▶ _EXERCISE_
Transfer the data, starting at its first line and stopping after the line that contains "left=0, top=225, right=375, bottom=281". Keep every line, and add 116 to each bounding-box coordinate.
╭─ DATASET ROWS
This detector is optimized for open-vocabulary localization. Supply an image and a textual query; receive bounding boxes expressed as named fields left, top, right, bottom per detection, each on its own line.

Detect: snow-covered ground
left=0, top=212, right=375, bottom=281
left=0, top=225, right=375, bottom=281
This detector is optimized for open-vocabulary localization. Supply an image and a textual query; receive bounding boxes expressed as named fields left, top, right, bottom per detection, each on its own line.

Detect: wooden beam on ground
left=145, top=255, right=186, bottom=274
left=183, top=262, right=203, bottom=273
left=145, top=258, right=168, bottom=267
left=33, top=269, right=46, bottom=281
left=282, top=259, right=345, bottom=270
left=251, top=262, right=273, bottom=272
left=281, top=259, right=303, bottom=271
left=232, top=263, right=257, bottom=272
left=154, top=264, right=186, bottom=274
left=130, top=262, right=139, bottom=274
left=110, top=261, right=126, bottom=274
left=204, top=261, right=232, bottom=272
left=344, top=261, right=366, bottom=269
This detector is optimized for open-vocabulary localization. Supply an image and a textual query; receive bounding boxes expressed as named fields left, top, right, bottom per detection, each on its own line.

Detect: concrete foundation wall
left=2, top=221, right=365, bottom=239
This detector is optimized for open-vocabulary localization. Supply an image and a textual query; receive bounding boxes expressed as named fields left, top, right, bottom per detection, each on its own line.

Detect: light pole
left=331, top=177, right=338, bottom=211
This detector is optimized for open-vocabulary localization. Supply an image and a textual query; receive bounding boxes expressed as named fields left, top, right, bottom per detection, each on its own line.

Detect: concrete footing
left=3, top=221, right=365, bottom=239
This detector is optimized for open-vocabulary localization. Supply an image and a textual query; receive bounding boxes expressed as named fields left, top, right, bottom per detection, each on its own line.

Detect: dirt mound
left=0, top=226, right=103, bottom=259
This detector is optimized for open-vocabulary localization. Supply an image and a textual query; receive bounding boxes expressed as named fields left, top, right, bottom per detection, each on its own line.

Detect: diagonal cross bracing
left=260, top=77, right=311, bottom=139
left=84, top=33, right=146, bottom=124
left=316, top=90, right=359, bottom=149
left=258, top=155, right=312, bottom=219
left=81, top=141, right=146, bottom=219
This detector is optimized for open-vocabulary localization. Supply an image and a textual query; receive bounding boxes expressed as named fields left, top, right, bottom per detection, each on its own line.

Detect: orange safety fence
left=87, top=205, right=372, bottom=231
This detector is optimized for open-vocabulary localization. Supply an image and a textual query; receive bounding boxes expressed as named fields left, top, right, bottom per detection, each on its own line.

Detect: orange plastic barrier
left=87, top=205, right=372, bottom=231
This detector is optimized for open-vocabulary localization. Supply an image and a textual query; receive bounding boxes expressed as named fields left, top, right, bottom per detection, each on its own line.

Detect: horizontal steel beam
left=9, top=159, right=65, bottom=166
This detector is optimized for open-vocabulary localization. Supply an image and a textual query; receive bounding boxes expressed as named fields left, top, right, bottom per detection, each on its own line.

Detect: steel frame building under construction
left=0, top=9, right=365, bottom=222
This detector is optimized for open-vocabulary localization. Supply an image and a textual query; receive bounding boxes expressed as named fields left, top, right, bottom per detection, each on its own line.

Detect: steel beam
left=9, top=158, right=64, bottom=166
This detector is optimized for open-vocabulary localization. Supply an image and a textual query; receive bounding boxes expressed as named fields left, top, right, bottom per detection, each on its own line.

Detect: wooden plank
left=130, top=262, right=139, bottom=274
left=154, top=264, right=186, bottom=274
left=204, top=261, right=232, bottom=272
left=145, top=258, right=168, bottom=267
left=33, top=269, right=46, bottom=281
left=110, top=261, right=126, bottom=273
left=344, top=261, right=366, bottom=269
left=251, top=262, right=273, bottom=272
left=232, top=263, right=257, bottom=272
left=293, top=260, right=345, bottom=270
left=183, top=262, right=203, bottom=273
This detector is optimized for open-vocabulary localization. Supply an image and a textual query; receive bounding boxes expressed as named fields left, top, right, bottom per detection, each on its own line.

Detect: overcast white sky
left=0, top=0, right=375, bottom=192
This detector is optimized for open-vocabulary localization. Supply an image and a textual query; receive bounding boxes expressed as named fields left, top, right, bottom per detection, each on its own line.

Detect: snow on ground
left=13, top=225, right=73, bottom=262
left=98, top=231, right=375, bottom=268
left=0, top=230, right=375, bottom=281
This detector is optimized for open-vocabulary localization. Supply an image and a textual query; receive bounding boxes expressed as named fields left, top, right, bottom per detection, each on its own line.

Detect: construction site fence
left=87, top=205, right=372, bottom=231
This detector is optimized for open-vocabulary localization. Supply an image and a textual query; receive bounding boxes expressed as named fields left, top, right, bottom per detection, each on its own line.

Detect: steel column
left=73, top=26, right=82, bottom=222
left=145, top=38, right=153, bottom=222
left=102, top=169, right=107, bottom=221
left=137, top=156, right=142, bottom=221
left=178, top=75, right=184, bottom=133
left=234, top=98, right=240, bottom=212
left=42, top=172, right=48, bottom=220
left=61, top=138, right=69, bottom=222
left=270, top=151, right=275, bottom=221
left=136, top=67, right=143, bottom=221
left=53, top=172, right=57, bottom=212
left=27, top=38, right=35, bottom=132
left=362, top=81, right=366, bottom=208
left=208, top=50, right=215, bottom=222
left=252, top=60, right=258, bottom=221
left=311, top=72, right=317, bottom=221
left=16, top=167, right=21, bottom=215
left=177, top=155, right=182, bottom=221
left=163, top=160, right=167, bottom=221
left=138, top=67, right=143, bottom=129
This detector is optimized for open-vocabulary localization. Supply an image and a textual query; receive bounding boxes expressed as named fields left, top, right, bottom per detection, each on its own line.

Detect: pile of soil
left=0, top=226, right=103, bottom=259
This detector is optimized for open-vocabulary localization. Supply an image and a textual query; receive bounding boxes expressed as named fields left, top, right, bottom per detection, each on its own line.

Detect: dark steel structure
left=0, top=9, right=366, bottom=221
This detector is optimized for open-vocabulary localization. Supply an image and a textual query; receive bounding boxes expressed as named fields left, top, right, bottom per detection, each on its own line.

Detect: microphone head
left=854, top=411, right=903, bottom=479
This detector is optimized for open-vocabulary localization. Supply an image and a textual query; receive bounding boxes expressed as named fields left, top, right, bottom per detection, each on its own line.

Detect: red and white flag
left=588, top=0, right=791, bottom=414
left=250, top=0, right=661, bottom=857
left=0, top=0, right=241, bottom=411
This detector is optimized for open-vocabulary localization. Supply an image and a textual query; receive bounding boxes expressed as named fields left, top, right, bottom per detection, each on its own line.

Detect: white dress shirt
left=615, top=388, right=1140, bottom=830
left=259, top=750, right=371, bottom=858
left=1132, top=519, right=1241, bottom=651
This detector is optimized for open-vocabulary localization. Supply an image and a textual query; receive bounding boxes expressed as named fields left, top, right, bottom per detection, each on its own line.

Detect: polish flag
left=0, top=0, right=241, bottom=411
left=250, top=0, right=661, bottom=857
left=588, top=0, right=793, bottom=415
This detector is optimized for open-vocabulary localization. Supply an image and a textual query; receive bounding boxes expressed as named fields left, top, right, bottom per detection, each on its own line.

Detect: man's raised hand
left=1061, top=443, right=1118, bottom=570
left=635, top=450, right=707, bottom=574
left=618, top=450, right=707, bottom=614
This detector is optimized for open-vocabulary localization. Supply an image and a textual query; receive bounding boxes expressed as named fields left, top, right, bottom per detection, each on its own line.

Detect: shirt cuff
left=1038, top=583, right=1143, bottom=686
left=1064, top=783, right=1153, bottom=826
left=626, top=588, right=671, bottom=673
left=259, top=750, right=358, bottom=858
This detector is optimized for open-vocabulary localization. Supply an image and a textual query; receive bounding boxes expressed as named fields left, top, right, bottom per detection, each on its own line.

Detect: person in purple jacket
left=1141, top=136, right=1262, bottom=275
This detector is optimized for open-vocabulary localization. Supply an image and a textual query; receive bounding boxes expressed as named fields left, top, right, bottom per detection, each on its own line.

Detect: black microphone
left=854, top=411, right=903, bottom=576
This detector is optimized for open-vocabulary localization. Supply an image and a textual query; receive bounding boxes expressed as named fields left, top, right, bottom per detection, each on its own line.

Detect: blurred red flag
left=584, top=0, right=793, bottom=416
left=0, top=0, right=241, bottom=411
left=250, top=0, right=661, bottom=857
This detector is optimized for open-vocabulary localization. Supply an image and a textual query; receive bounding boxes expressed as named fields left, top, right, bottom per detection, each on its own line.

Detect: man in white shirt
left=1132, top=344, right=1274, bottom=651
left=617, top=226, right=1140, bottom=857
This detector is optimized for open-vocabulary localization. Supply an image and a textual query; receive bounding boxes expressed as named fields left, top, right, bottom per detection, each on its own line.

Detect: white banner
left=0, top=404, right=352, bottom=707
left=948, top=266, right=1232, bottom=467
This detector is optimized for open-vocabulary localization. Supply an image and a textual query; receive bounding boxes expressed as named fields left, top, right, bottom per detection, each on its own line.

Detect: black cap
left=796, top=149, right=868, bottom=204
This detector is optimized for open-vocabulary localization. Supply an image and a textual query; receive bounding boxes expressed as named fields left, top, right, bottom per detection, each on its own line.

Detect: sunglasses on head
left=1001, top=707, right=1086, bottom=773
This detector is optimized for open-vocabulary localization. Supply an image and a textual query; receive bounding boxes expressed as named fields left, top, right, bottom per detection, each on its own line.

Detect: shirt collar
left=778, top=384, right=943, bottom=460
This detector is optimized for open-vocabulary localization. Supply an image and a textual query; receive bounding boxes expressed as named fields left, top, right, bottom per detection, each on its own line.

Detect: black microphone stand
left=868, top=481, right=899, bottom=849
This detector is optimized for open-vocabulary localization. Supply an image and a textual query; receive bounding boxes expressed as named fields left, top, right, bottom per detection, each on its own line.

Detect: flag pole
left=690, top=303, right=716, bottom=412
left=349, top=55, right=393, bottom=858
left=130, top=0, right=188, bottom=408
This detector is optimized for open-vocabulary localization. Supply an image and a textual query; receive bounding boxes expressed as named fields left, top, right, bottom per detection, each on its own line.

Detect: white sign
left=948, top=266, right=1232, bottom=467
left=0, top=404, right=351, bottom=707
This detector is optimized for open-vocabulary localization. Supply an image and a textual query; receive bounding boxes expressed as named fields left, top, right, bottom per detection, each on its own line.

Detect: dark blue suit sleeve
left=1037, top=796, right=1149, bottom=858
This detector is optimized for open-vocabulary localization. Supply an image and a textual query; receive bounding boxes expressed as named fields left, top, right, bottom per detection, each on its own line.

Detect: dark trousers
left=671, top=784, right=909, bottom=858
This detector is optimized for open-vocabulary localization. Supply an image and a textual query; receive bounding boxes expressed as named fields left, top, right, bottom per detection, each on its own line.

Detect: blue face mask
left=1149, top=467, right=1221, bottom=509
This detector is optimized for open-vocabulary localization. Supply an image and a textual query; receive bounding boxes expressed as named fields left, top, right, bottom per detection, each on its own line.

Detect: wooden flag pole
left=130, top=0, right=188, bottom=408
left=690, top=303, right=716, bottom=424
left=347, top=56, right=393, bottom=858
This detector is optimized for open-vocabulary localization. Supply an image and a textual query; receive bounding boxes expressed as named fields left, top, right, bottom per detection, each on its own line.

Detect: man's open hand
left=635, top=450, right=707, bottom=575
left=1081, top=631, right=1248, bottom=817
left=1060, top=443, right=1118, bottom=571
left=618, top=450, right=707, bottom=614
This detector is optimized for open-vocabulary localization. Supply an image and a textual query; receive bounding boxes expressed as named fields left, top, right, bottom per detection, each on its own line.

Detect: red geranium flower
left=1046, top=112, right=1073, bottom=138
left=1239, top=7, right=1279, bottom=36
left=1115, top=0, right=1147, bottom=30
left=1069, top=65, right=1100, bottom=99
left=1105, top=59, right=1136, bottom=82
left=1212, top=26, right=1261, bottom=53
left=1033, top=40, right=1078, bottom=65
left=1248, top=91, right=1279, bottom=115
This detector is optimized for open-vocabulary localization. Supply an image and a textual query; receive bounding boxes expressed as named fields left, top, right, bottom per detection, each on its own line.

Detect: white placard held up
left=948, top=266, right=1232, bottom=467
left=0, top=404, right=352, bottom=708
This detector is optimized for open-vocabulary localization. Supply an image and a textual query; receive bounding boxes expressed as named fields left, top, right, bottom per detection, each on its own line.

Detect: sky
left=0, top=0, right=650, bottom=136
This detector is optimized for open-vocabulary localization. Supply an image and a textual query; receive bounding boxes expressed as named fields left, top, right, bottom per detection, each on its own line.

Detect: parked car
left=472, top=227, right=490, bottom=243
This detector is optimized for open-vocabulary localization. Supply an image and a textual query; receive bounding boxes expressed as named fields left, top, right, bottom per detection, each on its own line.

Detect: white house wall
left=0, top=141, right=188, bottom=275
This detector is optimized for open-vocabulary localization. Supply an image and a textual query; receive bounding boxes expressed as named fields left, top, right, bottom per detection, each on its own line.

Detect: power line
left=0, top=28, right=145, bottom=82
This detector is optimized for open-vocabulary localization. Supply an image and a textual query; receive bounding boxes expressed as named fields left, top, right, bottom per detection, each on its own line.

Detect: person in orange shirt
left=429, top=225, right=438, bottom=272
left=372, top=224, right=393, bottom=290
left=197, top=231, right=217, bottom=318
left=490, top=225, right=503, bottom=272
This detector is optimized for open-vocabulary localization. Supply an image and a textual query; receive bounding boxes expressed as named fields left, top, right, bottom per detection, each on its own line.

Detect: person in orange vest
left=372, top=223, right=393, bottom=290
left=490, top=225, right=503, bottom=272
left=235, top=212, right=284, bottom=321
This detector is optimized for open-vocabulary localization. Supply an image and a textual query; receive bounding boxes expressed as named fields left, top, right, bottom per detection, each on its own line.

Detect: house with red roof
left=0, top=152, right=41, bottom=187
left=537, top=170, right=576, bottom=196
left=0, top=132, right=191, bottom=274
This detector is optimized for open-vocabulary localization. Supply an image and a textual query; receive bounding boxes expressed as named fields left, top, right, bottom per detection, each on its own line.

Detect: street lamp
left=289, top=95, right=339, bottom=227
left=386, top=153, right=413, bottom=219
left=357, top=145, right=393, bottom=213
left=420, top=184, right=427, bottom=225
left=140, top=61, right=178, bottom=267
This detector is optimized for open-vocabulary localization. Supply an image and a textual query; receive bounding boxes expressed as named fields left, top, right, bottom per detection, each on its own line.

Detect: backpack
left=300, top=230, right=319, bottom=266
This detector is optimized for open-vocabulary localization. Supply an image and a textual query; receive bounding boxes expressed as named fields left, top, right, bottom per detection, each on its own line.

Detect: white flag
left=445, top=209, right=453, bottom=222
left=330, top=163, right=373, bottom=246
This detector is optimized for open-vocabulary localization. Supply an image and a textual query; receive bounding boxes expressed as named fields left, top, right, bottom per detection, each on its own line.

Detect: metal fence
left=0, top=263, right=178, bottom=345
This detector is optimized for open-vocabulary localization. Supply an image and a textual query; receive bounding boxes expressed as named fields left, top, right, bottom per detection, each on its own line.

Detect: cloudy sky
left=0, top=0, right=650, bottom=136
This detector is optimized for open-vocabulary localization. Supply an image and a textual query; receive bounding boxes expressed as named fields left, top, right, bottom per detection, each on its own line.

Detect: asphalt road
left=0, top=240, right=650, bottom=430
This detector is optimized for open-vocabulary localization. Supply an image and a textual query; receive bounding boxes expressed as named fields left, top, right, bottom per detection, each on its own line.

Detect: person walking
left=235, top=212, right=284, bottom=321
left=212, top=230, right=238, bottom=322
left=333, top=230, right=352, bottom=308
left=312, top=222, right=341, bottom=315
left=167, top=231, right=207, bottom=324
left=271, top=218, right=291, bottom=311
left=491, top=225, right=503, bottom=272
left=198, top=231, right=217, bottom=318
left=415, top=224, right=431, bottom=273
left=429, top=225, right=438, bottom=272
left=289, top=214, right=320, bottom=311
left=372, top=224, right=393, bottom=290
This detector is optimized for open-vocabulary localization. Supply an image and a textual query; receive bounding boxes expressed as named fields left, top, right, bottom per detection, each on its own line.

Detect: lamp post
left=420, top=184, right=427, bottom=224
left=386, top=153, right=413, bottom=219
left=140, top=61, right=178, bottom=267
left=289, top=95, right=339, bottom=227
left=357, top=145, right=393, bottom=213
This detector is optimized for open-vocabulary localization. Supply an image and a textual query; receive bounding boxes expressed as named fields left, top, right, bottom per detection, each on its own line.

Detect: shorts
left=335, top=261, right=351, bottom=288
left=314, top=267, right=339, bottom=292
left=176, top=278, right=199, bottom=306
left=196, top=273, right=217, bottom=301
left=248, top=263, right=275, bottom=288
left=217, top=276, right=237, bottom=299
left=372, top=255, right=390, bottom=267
╰─
▶ _ANSWER BELOW_
This detector is optimized for open-vocabulary localization. Supply an image and a textual query; receive bounding boxes expressed as named fields left, top, right, bottom per detection, each on its own line.

Detect: snow-covered ground
left=116, top=328, right=491, bottom=397
left=116, top=341, right=491, bottom=397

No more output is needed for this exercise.